:: Given data ::
◆ ◆ ◆ ◆ ◆ ◆ ◆

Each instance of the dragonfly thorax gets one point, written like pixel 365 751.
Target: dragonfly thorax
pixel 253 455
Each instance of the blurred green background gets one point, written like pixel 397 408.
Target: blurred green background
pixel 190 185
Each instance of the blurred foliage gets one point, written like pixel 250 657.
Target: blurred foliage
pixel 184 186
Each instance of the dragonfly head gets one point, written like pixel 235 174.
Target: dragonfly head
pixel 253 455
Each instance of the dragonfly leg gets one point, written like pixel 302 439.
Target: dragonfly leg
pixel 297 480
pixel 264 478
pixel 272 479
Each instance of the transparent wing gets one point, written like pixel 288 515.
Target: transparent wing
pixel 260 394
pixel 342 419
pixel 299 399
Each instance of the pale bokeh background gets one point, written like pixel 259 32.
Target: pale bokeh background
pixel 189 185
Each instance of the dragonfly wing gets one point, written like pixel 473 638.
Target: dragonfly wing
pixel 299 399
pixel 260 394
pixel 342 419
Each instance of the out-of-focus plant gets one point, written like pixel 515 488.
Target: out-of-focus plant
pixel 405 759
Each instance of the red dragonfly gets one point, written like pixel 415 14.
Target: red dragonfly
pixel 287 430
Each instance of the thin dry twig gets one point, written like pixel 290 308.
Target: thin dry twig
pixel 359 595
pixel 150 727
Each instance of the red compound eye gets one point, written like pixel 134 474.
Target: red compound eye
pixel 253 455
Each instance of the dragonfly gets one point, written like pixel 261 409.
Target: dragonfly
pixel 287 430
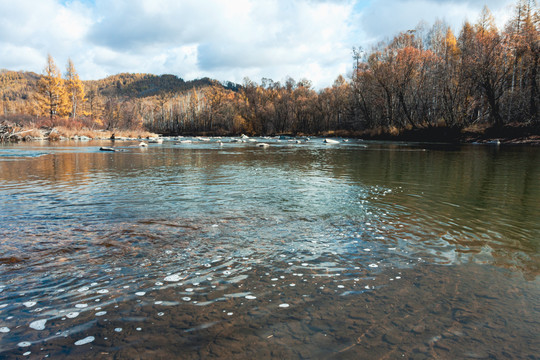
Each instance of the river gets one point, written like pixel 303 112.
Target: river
pixel 356 250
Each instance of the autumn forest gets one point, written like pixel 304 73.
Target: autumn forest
pixel 424 78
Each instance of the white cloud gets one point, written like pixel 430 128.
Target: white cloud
pixel 226 40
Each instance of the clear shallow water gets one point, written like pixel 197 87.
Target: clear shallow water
pixel 357 250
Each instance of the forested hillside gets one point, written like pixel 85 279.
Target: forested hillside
pixel 424 78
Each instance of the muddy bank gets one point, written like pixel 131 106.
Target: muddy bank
pixel 508 134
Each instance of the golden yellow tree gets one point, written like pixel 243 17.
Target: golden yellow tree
pixel 74 89
pixel 52 97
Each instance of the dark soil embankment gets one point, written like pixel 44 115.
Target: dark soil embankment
pixel 507 134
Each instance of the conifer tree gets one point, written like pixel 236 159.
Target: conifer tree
pixel 52 97
pixel 74 89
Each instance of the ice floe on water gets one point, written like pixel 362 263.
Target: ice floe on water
pixel 173 278
pixel 85 341
pixel 38 324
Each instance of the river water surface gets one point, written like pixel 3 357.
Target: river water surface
pixel 357 250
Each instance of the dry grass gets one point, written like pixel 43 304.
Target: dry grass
pixel 60 132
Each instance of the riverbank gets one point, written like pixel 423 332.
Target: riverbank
pixel 13 132
pixel 511 134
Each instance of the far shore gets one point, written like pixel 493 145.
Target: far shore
pixel 507 135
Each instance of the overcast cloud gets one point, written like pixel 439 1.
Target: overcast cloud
pixel 225 40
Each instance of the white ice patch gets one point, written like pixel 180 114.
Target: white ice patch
pixel 173 278
pixel 84 341
pixel 38 324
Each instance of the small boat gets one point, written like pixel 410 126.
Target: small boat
pixel 104 148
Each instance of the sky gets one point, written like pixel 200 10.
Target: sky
pixel 226 40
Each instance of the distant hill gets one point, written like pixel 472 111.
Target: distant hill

◆ ◆ ◆ ◆ ◆ ◆ ◆

:: Stated task ::
Could you copy out every one of the entries above word for word, omitting the pictures?

:: Result of this exercise ::
Each instance of the dragonfly thorax gets one point, written like pixel 365 751.
Target: dragonfly thorax
pixel 253 455
Each instance of the blurred green background gets one point, written like pixel 397 408.
Target: blurred green background
pixel 190 185
Each instance of the blurred foliage gets one point, written like pixel 250 657.
Target: blurred foliage
pixel 184 186
Each instance of the dragonfly head gets one point, written like pixel 235 174.
Target: dragonfly head
pixel 253 455
Each instance of the dragonfly leg gets one point, written like pixel 302 439.
Target: dragonfly leg
pixel 297 480
pixel 264 478
pixel 272 479
Each instance of the transparent wing gets one point, written like pixel 288 515.
Target: transparent wing
pixel 260 394
pixel 342 419
pixel 299 399
Each instance of the pale bokeh background gets one point, written like pixel 259 32.
Target: pale bokeh background
pixel 189 185
Each instance of the dragonfly wing gets one point, written like pixel 473 638.
Target: dragonfly wing
pixel 299 399
pixel 260 394
pixel 342 419
Each instance of the out-of-focus plant gets one point, written like pixel 515 488.
Target: out-of-focus plant
pixel 405 759
Each instance of the red dragonfly gets one point, written like pixel 415 14.
Target: red dragonfly
pixel 287 430
Each instance of the thin dry twig gets one point, written like pixel 290 308.
Target: thin dry twig
pixel 359 595
pixel 150 727
Each instance of the red compound eye gets one point, written like pixel 134 474.
Target: red compound eye
pixel 253 455
Each instance of the dragonfly gets one point, written like pixel 261 409.
Target: dragonfly
pixel 287 430
Each instance of the river gets one point, written like pixel 303 112.
Target: river
pixel 356 250
Each instance of the autumn forest gets one point, written like pixel 304 73.
Target: autumn forest
pixel 424 78
Each instance of the white cloud gets one point, written like pixel 430 128.
Target: white cloud
pixel 226 40
Each instance of the clear shallow water gets one point, written like pixel 197 87.
Target: clear shallow water
pixel 357 250
Each instance of the forested hillside gets one point, written like pixel 85 279.
Target: forested hillside
pixel 424 78
Each instance of the muddy bank gets one point, written like pixel 131 106.
Target: muddy bank
pixel 508 134
Each instance of the golden yellow tree gets one point, written like pixel 243 17.
Target: golden yellow tree
pixel 74 89
pixel 52 97
Each instance of the dark soil embankment gets one point, written like pixel 44 115.
Target: dark soil embankment
pixel 507 134
Each instance of the conifer tree gets one point, written like pixel 236 159.
Target: conifer tree
pixel 52 97
pixel 74 89
Each instance of the ice floe on water gets one point, written like pixel 362 263.
Target: ice floe on water
pixel 173 278
pixel 85 341
pixel 38 324
Each instance of the river water surface gets one point, written like pixel 3 357.
Target: river water surface
pixel 357 250
Each instance of the dry grass gets one point, written like pixel 43 304.
Target: dry grass
pixel 60 132
Each instance of the riverbank gets one point, written like pixel 423 332.
Target: riverbank
pixel 13 132
pixel 511 134
Each instance of the far shore gets one point, written like pixel 493 145.
Target: far shore
pixel 507 135
Each instance of the overcast cloud gets one point, written like pixel 439 1.
Target: overcast cloud
pixel 225 40
Each instance of the white ice patch gets one point, written like pixel 180 114.
Target: white ice patch
pixel 173 278
pixel 84 341
pixel 38 324
Each instance of the small boat gets one point, written like pixel 410 126.
Target: small boat
pixel 104 148
Each instance of the sky gets one point, written like pixel 200 10.
Target: sky
pixel 226 40
Each instance of the distant hill gets one point, written like pixel 472 111.
Target: distant hill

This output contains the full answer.